- **Data for the task**
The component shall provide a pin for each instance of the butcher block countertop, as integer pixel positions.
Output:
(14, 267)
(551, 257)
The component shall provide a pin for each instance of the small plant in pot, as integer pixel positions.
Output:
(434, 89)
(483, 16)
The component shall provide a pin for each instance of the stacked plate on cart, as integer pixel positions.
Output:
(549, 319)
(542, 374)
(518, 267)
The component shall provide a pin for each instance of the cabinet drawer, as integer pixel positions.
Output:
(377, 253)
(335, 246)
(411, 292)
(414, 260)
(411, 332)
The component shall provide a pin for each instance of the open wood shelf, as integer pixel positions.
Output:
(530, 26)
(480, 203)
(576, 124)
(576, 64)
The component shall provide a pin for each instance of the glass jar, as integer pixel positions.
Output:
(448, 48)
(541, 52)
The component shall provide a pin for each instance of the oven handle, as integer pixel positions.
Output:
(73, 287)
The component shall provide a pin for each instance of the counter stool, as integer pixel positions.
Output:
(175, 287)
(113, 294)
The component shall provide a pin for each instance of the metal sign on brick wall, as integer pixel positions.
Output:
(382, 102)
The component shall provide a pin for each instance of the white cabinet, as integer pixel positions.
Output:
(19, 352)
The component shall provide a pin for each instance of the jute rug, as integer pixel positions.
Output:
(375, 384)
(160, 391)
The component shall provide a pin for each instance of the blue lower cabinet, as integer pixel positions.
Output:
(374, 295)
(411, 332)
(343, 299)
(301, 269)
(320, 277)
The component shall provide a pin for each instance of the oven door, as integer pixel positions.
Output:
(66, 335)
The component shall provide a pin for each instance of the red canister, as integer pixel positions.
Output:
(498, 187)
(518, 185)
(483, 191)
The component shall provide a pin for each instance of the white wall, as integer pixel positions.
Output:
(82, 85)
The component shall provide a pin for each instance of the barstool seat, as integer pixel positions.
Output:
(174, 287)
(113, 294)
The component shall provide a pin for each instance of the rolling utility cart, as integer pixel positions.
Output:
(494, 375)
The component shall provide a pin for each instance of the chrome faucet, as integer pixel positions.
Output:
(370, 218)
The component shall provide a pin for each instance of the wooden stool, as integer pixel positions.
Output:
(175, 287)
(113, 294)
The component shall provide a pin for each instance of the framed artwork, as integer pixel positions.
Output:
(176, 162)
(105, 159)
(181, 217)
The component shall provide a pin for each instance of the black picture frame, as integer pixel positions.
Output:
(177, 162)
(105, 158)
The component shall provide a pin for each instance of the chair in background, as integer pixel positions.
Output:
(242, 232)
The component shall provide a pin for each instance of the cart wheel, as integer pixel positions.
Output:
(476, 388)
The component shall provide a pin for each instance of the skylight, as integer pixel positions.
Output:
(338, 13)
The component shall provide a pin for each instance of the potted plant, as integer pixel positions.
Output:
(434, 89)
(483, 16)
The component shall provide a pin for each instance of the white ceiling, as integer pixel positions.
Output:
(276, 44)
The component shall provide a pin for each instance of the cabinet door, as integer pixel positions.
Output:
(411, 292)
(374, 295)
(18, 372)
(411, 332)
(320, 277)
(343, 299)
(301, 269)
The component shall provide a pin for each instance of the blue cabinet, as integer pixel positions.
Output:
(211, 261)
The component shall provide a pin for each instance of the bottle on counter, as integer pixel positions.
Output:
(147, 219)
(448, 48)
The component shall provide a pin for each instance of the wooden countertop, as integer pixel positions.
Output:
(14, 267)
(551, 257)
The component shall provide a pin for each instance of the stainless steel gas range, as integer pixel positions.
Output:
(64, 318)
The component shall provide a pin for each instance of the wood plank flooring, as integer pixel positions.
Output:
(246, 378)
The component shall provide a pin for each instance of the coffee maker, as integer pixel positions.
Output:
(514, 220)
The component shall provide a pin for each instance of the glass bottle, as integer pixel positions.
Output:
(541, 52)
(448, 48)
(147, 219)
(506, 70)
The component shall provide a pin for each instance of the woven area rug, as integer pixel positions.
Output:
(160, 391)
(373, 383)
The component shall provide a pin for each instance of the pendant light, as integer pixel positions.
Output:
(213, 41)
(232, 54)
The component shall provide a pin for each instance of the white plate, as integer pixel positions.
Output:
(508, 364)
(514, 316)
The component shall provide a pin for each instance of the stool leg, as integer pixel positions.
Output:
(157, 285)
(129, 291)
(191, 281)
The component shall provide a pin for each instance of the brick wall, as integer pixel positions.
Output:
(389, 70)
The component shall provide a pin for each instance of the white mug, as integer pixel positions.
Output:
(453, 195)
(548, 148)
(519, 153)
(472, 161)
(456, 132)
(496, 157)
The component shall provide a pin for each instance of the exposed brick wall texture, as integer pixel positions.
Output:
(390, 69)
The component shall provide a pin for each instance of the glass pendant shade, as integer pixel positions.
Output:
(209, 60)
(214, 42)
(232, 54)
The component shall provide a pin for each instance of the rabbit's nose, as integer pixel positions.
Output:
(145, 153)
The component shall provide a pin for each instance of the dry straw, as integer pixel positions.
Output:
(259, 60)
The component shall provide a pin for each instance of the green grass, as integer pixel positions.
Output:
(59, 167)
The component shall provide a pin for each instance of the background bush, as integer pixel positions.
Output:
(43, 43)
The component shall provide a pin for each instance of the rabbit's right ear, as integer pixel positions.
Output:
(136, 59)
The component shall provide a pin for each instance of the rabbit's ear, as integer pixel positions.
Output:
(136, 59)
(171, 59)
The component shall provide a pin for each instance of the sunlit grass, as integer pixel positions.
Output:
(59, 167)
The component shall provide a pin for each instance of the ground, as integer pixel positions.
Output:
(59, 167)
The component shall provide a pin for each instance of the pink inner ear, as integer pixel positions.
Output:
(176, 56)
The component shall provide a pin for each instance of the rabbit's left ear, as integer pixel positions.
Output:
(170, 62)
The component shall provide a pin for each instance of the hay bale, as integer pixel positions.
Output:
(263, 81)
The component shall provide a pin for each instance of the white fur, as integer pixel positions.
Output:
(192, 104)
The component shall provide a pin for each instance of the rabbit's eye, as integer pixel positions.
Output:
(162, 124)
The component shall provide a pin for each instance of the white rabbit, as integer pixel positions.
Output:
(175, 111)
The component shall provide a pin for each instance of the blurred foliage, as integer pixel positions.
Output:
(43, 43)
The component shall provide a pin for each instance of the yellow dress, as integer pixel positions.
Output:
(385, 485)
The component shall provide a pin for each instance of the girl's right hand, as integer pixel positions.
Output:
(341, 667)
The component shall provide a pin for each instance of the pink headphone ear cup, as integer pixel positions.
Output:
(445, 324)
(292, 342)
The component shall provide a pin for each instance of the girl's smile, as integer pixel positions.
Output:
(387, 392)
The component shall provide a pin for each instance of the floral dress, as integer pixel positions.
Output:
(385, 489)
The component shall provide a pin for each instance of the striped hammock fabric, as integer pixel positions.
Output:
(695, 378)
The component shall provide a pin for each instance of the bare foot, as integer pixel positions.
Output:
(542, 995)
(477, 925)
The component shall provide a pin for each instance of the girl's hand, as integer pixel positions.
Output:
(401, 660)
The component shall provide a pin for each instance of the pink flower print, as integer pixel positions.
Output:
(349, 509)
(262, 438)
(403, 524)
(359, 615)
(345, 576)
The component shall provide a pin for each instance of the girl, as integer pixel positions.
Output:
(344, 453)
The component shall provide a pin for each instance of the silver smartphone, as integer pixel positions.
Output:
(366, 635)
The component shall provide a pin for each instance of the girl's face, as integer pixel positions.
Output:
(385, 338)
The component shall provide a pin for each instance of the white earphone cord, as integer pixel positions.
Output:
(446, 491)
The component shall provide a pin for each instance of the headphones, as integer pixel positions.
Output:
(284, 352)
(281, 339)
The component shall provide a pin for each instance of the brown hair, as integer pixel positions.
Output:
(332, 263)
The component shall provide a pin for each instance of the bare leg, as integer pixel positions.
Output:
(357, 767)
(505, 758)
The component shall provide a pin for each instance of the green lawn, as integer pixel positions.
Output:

- **What to produce**
Copy each line of the listing above that contains the word "bottle".

- **Your solution**
The component shall provide a pin for each instance of the bottle on counter, as integer pixel positions.
The component shall provide a pin for each instance of the glass bottle, as integer pixel positions.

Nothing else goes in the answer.